- [What is required]: Extract the stretch of lines that starts at the line with "of the bass" and ends at the last line of the data below. Give it exactly, without pictures.

↓↓↓

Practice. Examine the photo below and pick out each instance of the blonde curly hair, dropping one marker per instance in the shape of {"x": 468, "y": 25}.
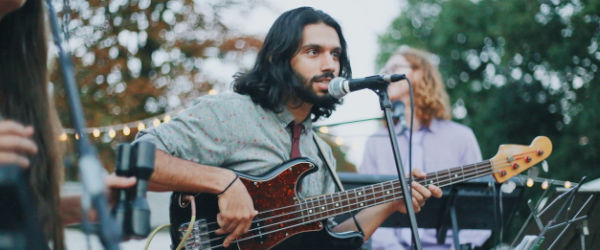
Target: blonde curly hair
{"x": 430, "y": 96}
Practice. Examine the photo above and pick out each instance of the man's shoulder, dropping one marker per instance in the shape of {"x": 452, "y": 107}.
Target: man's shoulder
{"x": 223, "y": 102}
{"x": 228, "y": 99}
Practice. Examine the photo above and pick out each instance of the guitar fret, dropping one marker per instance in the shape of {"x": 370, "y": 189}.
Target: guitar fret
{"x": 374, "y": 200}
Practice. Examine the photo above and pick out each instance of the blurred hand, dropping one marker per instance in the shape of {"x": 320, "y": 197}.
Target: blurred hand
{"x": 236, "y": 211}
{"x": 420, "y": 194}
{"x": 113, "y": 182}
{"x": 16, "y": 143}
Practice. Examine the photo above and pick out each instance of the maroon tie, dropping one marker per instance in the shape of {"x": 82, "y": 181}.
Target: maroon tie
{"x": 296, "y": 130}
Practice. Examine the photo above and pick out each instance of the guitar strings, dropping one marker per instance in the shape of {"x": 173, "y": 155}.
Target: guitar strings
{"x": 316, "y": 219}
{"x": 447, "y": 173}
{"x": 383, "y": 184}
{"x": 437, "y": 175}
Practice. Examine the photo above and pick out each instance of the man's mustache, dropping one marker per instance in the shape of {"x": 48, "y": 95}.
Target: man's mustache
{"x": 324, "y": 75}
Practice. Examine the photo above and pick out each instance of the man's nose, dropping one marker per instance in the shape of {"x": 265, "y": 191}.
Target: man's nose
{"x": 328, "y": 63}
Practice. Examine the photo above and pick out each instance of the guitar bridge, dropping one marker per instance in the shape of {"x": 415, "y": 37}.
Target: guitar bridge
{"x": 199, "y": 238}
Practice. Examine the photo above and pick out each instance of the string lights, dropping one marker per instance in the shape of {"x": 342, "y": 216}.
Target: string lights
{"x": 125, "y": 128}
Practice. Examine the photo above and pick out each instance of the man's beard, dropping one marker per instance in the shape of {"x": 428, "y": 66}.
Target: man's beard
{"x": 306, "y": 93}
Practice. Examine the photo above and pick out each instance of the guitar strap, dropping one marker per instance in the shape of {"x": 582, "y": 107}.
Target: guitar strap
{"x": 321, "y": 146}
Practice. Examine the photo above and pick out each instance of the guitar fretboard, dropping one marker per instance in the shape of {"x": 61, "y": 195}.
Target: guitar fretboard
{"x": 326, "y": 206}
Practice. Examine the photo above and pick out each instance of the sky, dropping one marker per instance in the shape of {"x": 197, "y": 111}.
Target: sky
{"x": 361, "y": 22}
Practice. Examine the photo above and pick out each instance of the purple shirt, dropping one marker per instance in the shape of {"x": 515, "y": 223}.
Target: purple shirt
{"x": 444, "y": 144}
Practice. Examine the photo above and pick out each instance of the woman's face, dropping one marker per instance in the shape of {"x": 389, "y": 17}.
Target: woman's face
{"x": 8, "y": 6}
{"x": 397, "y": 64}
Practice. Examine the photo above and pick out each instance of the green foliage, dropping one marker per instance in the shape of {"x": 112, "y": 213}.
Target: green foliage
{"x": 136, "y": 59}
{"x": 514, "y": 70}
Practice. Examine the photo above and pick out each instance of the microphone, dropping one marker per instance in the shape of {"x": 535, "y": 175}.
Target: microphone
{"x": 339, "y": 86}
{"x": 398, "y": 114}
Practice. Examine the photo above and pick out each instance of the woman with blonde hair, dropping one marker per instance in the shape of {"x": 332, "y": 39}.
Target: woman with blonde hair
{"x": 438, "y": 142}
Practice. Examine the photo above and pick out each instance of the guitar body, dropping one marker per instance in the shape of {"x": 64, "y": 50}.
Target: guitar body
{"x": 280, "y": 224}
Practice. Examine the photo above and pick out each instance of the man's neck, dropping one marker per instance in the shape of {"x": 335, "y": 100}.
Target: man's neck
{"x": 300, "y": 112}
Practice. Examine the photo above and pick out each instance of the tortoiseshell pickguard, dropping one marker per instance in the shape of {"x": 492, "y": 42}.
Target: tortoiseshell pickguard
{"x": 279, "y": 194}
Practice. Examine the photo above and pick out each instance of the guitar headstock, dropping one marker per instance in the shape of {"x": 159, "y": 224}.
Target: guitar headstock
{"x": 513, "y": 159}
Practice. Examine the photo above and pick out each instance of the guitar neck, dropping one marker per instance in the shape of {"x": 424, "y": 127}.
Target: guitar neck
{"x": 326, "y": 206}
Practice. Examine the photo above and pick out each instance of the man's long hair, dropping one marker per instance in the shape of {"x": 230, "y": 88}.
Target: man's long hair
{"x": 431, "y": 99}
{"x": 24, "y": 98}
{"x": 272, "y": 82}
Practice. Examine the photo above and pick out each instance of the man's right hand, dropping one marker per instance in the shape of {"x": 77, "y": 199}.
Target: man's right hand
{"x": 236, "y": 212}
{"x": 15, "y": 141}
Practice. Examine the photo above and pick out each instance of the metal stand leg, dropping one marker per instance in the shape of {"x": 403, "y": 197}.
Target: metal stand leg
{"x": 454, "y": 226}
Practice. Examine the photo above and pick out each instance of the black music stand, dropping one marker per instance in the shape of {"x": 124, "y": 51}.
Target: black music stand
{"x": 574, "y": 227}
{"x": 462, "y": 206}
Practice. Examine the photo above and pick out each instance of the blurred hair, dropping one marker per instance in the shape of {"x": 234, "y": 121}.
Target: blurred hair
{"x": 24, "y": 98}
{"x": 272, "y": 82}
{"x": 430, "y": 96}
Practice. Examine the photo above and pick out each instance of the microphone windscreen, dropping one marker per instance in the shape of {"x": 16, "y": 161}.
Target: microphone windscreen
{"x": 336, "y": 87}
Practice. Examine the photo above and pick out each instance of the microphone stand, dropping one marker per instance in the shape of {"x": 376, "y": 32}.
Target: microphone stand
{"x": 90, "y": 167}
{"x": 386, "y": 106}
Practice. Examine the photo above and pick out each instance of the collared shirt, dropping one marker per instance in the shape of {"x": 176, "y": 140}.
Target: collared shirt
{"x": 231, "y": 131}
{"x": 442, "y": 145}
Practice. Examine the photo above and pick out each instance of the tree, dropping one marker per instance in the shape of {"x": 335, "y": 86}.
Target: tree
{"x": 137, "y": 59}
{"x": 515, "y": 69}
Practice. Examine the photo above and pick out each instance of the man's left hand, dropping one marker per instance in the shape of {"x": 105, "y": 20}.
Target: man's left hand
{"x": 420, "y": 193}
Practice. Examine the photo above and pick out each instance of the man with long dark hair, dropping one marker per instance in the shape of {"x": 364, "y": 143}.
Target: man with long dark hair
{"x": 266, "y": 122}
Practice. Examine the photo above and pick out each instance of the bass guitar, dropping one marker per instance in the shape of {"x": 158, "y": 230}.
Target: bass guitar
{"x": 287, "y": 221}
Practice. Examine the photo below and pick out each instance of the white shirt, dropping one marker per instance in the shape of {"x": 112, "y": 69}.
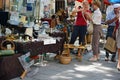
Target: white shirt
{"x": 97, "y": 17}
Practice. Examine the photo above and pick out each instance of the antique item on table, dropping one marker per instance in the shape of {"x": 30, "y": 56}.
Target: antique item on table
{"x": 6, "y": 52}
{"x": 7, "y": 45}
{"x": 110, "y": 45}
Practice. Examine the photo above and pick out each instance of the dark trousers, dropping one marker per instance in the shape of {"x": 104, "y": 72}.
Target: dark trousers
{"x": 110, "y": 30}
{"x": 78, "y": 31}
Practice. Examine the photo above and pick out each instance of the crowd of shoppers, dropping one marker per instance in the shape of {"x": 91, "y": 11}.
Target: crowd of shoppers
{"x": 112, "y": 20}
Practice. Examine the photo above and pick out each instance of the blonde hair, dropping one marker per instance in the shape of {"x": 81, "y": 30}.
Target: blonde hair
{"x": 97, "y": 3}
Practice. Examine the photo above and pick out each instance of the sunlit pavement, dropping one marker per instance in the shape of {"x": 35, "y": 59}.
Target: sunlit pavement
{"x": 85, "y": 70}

↑↑↑

- [Exercise response]:
Practice. Examine the photo above and pick out each instance of the bass guitar, dropping one marker per instance in the shape of {"x": 158, "y": 230}.
Target: bass guitar
{"x": 287, "y": 221}
Practice. Examine the photo below and pick out each instance of the white shirt, dropping one marker per instance in the shape of {"x": 112, "y": 69}.
Target: white shirt
{"x": 97, "y": 17}
Practice. Examine the photo above and pick out each instance of the antique item on table, dropping one marker per instance in the shape of {"x": 30, "y": 56}.
Target: antique item on table
{"x": 6, "y": 52}
{"x": 7, "y": 45}
{"x": 110, "y": 45}
Practice. Examine the photo above and pick out each instance of the dark trousers, dropping one marker per instance in the shape of {"x": 104, "y": 72}.
Target: dark trousers
{"x": 110, "y": 30}
{"x": 78, "y": 31}
Practice. Examine the photo above and pick out each instance of the crowd of shoppers, dropping one marker per instance in the shape of {"x": 91, "y": 11}.
Target: crowd of shoppers
{"x": 112, "y": 20}
Practice. Examine the photo above and pick out each instance of the blonde hair, dropping one marker per instance in the shape of {"x": 81, "y": 30}.
Target: blonde hair
{"x": 97, "y": 3}
Practice. Examine the photo above and pick out each instance of the sunlit pavement, dropping one marker per instance in the shape of {"x": 35, "y": 59}.
Target: sunlit pavement
{"x": 85, "y": 70}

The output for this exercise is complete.